These are my calculations $$x'^i_j x^j_k = \sum_{j=1}^n \frac{\partial x'^i}{\partial x^j}\frac{\partial x^j}{\partial x'^k} = \sum_{j=1}^n \frac{\partial x'^i}{\partial x'^k} =n \delta^i_k\ne \delta^i_k?$$

But in general relativity, they always just take $x'^i_kx^j_k=\delta^i_k$ in any dimension of manifold? Surely that only holds in a $1$-manifold?

Notation: $x'^i_j=\frac{\partial x'^i}{\partial x^j}$, $x^i_j=\frac{\partial x^i}{x'^j}$, where we have two coordinate systems $x'=(x'^1,\cdots,x'^n)$ and $x=(x^1,\cdots,x^n)$.

-- Provided data --
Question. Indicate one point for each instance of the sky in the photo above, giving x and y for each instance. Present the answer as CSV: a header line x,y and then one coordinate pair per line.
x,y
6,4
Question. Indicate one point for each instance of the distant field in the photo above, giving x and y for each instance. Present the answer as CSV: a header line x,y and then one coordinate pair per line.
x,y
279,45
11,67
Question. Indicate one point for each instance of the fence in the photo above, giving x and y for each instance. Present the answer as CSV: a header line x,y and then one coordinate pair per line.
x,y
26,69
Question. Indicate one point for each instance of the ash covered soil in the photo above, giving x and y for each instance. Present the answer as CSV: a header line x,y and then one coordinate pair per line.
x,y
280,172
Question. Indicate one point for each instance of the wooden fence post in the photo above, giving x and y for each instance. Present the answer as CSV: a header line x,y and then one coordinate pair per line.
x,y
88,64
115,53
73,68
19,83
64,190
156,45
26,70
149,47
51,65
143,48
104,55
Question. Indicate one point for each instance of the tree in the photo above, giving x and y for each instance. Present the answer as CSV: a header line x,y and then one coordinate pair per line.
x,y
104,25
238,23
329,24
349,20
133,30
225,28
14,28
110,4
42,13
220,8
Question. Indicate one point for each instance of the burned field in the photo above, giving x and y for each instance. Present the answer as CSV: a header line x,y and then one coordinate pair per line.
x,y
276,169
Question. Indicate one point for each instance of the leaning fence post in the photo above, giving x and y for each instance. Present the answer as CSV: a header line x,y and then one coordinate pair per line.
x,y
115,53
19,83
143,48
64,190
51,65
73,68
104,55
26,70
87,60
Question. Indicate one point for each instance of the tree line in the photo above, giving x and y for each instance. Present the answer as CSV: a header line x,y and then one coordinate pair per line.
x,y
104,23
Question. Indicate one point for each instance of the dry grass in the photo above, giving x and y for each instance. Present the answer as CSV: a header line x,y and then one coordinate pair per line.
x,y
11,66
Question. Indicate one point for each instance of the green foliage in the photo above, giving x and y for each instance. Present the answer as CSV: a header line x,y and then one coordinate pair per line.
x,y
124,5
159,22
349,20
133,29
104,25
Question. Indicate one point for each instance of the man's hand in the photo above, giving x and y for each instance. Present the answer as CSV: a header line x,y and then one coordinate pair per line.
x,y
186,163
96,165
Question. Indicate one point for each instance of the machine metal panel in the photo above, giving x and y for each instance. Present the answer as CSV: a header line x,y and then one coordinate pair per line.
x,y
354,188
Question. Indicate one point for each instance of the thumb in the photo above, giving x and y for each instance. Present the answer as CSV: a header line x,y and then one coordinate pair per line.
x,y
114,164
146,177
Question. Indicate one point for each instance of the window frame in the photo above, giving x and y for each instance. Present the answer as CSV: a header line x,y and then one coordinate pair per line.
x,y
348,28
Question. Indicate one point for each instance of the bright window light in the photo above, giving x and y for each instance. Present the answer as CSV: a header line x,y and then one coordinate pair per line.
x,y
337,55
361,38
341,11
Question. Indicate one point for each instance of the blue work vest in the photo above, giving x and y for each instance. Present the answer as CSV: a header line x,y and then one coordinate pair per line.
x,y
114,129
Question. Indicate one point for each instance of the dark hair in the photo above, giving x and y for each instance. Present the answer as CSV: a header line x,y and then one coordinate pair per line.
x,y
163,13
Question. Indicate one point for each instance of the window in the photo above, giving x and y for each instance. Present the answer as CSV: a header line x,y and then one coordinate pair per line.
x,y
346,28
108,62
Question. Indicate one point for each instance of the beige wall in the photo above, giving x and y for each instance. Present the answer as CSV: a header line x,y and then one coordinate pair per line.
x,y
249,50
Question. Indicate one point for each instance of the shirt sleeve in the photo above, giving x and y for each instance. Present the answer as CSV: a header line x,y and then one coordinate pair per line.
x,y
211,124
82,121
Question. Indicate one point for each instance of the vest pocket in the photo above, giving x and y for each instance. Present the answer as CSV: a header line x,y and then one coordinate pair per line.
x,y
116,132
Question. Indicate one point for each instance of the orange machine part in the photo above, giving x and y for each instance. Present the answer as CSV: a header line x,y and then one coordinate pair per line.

-- Aim --
Rewrite the post's passage starting with "But in general" and going on through "systems $x'=(x'^1,\cdots,x'^n)$ and $x=(x^1,\cdots,x^n)$.", changing "coordinate systems" to "charts".

-- Task output --
But in general relativity, they always just take $x'^i_kx^j_k=\delta^i_k$ in any dimension of manifold? Surely that only holds in a $1$-manifold?

Notation: $x'^i_j=\frac{\partial x'^i}{\partial x^j}$, $x^i_j=\frac{\partial x^i}{x'^j}$, where we have two charts $x'=(x'^1,\cdots,x'^n)$ and $x=(x^1,\cdots,x^n)$.